Task item – Using the listing below, retype the line bearing "Exercise. Identify the door panel" and each line after it, word for word, and nothing further.

****

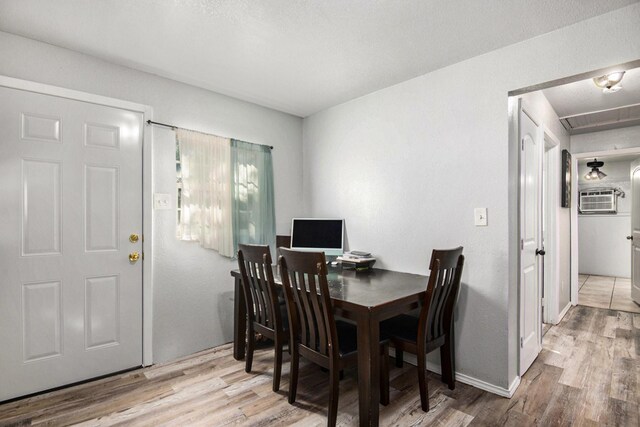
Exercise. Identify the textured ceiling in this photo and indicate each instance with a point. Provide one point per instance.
(297, 56)
(585, 97)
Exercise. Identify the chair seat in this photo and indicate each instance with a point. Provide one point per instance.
(347, 337)
(404, 327)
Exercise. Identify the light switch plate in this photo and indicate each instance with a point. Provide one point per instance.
(480, 216)
(161, 201)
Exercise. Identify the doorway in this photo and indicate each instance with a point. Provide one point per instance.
(72, 289)
(561, 288)
(604, 229)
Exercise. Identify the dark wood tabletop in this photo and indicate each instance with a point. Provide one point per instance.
(365, 297)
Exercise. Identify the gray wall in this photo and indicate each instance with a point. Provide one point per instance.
(192, 287)
(406, 165)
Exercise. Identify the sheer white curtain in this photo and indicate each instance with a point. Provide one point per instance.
(206, 190)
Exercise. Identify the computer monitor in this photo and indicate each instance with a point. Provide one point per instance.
(318, 234)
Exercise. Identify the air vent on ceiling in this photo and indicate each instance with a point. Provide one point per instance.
(602, 120)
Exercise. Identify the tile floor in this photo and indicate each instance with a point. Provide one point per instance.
(606, 292)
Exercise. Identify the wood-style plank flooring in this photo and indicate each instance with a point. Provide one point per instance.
(587, 374)
(606, 292)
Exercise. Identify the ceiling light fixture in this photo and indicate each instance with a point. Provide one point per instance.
(609, 83)
(595, 173)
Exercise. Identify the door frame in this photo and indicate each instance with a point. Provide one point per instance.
(552, 212)
(147, 177)
(522, 106)
(575, 286)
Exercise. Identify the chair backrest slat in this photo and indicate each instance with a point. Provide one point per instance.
(304, 276)
(442, 291)
(259, 287)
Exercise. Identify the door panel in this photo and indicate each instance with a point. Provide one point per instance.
(531, 238)
(71, 301)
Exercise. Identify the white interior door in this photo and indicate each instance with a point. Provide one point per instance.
(635, 231)
(70, 299)
(531, 153)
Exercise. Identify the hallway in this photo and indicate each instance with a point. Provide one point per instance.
(606, 292)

****

Answer to the exercise –
Exercise. Identify the door panel in this photo and indicate each instance with a point. Provide one point per instance.
(531, 238)
(71, 301)
Exercise. Identify the white interior door in this photo and indicate each instance with a point. Provide one point per instance.
(635, 231)
(70, 299)
(531, 153)
Exercise. Identify the hallway in this photo and indicate each instance with a point. Provide one point per instance.
(606, 292)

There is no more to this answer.